Exercise directions: Express the lines of the records from the line holding "Return the outline of every instance of the abstract" through the line holding "[[251,229],[251,134],[141,111],[141,229]]", inclusive, as a Markdown table with the columns Row and Line, leaving out blank lines.

Items in a dataset:
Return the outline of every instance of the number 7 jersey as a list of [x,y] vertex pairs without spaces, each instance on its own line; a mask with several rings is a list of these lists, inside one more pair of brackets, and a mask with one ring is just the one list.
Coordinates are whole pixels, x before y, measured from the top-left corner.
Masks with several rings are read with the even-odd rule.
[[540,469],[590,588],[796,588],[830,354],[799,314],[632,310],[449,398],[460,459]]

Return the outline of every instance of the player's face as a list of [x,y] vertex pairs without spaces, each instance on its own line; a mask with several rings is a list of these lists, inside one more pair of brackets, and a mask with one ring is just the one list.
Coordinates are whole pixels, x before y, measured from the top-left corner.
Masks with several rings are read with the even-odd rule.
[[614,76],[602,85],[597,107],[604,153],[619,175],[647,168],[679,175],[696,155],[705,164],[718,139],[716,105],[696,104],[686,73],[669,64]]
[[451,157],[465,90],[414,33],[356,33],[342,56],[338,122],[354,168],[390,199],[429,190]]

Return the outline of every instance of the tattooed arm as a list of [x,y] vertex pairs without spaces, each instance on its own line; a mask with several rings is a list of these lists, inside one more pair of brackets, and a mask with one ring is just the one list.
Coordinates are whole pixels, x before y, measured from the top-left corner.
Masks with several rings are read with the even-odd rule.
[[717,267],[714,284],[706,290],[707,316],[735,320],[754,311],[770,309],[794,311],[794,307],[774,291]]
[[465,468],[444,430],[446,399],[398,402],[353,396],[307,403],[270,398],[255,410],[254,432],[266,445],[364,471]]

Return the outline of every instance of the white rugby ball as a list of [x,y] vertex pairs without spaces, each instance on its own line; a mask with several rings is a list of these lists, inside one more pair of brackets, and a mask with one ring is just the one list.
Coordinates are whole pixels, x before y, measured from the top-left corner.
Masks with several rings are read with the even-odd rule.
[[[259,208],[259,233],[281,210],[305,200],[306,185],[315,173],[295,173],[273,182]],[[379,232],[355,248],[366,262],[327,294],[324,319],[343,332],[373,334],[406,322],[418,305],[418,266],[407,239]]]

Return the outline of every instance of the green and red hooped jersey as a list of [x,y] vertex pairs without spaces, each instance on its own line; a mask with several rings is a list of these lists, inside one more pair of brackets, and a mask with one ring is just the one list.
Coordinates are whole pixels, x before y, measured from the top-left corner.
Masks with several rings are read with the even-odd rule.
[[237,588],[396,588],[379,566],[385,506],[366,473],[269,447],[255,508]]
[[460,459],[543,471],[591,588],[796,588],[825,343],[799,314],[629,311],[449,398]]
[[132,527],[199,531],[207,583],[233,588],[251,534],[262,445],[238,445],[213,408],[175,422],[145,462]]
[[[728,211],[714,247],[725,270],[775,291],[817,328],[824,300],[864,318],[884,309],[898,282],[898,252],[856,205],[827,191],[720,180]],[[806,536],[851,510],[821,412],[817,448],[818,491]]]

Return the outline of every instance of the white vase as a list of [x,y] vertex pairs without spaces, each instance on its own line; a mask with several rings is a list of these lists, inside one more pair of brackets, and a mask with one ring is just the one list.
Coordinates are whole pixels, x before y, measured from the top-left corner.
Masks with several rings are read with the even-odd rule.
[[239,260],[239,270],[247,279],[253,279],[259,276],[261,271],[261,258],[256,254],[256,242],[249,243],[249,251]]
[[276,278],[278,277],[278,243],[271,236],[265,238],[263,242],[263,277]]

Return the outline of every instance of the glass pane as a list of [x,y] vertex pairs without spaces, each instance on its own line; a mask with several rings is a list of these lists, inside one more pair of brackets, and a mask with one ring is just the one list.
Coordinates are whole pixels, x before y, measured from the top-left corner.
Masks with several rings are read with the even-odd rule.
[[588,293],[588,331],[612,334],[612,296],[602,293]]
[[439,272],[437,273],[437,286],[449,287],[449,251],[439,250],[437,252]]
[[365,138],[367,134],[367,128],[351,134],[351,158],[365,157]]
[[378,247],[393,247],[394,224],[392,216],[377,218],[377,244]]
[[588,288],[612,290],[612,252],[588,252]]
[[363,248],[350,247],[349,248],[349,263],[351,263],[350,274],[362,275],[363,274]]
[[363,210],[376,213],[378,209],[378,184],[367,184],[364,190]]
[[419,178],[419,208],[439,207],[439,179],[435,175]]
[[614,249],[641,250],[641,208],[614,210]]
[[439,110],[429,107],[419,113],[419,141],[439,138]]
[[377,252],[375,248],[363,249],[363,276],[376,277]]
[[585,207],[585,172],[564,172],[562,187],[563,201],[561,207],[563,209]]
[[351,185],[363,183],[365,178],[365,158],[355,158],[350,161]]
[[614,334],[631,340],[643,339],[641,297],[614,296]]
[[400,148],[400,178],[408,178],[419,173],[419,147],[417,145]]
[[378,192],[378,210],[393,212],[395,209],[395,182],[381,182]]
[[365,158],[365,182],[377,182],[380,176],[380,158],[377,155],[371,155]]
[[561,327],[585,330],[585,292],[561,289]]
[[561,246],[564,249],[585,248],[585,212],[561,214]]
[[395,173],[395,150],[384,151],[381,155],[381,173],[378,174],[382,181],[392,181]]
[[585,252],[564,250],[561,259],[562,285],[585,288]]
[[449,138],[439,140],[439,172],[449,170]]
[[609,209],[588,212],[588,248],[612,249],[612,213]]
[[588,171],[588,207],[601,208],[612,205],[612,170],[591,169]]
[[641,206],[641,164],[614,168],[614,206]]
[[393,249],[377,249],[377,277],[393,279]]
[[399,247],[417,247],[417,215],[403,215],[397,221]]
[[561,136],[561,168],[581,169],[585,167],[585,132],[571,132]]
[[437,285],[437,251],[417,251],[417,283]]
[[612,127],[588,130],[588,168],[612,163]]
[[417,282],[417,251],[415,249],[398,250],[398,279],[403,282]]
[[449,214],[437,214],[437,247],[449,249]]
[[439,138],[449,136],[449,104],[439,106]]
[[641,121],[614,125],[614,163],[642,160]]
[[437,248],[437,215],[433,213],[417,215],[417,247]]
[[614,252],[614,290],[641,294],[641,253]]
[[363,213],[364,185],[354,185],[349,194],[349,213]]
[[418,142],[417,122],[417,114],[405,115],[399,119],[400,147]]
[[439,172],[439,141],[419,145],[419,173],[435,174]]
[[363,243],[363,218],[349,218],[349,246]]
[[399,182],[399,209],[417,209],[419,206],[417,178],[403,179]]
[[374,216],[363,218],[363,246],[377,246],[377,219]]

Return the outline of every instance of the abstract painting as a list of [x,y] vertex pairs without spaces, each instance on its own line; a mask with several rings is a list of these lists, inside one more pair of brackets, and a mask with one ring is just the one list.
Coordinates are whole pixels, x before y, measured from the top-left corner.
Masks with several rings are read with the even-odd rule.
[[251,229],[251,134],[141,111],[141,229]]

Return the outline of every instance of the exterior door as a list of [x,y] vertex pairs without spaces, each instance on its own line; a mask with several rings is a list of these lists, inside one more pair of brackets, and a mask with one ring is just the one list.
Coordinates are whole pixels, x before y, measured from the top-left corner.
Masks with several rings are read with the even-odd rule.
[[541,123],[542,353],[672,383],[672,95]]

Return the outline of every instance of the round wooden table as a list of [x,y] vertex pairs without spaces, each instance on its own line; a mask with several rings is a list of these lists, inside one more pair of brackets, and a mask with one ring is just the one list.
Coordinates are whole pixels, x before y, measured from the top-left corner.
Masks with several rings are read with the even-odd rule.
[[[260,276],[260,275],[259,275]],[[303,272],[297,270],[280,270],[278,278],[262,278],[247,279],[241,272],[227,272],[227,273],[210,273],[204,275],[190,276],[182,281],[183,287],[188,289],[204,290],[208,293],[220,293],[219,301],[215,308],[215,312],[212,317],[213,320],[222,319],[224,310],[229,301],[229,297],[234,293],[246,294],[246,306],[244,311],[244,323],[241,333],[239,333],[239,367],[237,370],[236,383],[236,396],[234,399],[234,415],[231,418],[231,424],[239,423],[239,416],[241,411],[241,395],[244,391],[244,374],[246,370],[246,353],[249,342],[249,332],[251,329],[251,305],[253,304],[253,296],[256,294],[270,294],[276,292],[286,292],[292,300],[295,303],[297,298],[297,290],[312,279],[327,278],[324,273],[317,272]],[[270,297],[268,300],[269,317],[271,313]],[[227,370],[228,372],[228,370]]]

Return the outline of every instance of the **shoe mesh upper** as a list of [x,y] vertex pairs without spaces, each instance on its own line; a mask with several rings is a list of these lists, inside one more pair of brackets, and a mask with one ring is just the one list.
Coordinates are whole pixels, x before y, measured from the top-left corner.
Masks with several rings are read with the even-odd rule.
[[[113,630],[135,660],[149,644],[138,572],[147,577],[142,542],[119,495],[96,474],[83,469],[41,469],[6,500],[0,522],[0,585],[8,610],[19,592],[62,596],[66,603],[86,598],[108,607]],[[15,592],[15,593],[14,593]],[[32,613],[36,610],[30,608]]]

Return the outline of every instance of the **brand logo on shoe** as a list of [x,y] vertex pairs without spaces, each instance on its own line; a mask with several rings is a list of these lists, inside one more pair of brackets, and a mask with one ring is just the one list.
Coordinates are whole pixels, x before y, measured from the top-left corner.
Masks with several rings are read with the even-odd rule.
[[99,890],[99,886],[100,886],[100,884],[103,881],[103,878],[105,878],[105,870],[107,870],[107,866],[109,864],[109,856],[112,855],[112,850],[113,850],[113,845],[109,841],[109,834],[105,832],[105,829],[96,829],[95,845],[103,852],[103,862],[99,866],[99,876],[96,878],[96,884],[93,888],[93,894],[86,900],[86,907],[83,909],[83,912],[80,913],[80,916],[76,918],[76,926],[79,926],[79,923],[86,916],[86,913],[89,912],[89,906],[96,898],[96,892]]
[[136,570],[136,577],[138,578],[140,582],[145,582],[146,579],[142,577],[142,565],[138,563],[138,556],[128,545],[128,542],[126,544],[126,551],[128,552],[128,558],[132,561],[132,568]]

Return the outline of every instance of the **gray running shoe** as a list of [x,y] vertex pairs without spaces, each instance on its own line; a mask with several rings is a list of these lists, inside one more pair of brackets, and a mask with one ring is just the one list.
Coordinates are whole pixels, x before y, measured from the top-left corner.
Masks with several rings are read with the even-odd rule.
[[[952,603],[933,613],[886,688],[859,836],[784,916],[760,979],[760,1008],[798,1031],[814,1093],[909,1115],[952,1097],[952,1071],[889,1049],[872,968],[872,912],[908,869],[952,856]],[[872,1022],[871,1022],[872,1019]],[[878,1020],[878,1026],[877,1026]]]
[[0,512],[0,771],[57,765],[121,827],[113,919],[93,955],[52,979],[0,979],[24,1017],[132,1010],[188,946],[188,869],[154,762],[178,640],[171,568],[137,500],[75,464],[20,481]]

Solved exercise:
| Row | Line |
|---|---|
| 1 | Return the outline of every instance of the abstract painting as a list of [x,y] vertex pairs without spaces, each instance on its own line; a mask with several rings is a list of these lists, inside one more pair of brackets, and a mask with one ring is just the one list. |
| 2 | Coordinates are whole pixels, x before y, measured from the top-left corner. |
| 3 | Masks with several rings are read with the even-odd rule. |
| 4 | [[251,229],[251,134],[141,111],[141,229]] |